Written task :: Rewrite the part of the geohash precision text that opens with the words containing "Extensibility: The hierarchical" and closes with "BIP-39 Wordlist (REQUIRED)", putting "sensing hardware" wherever "measurement devices" appears.

Source passage ::
* begin *
3.3.2. Precision vs. Length Table

Precision is constrained by geohash spatial indexing:¶

Table 1: Precision Mapping for Hierarchical Phrases
Words	Geohash Chars	Grid Dimensions	Avg Size	Use Case
1	2	1,252km × 624km	~900km	Country/Large Region
2	4	39.1km × 19.5km	~28km	City
3	6	1.2km × 609m	~900m	Neighborhood
4	8	38.2m × 19m	~27m	Building
5	10	1.2m × 59.5cm	~90cm	Room/Precise Position
6	12	3.7cm × 1.9cm	~2.7cm	Sub-Meter Precision
7	14	1.2mm × 0.6mm	~0.85mm	Millimeter Precision
8	16	37μm × 19μm	~27μm	Micron-Level Precision

Key Insight: The 2,048-word BIP-39 vocabulary provides sufficient combinations for encoding geohash data. Each word encodes 2 geohash characters (10 bits) plus 1 parity bit, utilizing the full 11-bit address space.¶

Extensibility: The hierarchical encoding pattern can be extended beyond 6 words as measurement devices and positioning technologies improve. The algorithm supports phrases of any length, with each additional word adding approximately 2 geohash characters of precision. Future applications with centimeter or millimeter-accurate positioning systems can use 7, 8, or more words while maintaining full backward compatibility with shorter phrases.¶

4. Wordlist Specification

4.1. BIP-39 Wordlist (REQUIRED)
* end *
Records from a data collection ::
* begin *
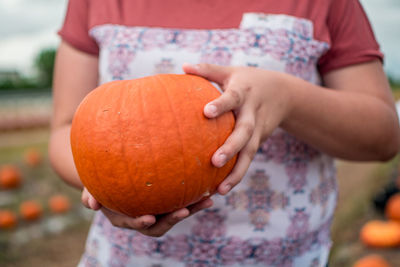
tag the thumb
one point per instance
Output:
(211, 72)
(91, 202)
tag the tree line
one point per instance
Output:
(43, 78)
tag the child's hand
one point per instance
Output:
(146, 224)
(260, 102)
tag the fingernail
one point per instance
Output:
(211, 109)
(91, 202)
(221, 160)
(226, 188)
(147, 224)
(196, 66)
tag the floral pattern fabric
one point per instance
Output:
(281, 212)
* end *
* begin *
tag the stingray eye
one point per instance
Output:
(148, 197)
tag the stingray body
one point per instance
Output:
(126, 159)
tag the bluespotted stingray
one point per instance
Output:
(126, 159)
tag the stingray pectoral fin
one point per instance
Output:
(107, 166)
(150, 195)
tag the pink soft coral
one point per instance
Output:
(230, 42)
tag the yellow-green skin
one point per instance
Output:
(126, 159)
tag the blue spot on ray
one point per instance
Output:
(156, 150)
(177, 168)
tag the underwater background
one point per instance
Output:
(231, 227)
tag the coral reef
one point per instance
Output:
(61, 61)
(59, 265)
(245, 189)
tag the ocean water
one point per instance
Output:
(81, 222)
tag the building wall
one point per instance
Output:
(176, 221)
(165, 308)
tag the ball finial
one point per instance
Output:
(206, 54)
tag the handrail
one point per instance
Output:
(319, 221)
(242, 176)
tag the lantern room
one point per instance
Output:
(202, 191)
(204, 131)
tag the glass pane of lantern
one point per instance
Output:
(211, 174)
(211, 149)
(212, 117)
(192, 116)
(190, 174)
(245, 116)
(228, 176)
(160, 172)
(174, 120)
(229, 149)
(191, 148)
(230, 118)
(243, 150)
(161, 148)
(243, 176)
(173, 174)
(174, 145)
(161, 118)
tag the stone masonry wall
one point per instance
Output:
* end *
Final answer ::
Extensibility: The hierarchical encoding pattern can be extended beyond 6 words as sensing hardware and positioning technologies improve. The algorithm supports phrases of any length, with each additional word adding approximately 2 geohash characters of precision. Future applications with centimeter or millimeter-accurate positioning systems can use 7, 8, or more words while maintaining full backward compatibility with shorter phrases.¶

4. Wordlist Specification

4.1. BIP-39 Wordlist (REQUIRED)